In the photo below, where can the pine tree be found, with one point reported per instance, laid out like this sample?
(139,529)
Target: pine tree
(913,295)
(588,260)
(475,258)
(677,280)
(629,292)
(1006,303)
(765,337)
* * *
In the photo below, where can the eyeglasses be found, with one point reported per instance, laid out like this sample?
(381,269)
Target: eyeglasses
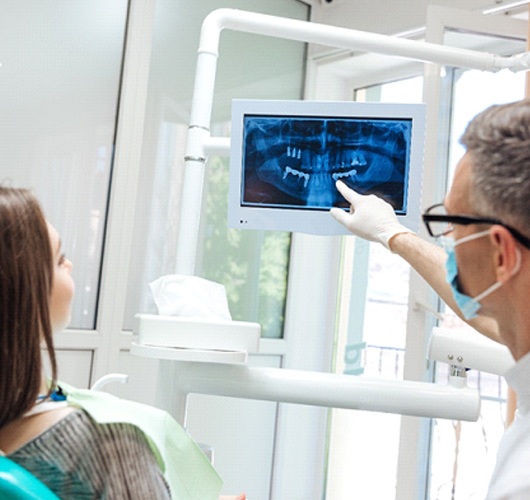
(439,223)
==
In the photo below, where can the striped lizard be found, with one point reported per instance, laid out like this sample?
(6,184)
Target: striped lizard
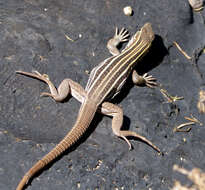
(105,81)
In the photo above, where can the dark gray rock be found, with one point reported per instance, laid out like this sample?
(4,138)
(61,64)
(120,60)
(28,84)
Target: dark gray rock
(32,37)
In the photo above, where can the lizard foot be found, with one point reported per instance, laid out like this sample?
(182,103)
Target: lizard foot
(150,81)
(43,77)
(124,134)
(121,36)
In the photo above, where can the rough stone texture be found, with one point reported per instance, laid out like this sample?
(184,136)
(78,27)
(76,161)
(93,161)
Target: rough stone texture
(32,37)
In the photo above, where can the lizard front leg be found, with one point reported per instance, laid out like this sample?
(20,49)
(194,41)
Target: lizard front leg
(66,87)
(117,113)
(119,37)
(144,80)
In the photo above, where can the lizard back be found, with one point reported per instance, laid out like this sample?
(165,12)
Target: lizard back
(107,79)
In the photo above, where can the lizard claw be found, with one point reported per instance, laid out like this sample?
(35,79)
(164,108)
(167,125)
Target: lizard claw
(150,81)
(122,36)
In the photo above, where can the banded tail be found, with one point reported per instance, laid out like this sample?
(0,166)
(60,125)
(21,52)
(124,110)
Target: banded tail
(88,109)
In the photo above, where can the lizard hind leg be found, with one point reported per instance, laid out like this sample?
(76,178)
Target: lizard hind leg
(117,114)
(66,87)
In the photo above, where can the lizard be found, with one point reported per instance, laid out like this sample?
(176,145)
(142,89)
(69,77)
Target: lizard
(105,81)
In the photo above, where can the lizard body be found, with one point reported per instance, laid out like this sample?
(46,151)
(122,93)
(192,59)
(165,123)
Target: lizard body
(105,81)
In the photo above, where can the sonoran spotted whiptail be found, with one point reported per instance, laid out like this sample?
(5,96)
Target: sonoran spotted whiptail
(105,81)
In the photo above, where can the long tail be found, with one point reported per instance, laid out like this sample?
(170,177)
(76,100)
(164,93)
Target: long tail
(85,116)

Written request » Report each line of the entries above that contains the string "foot", copying every such line in full. Only matches with the same uppercase and lowercase letters count.

Exercise answer »
In the photo above, where can the lizard foot be found, with one point reported per instance, laid out like this sample?
Target: lizard foot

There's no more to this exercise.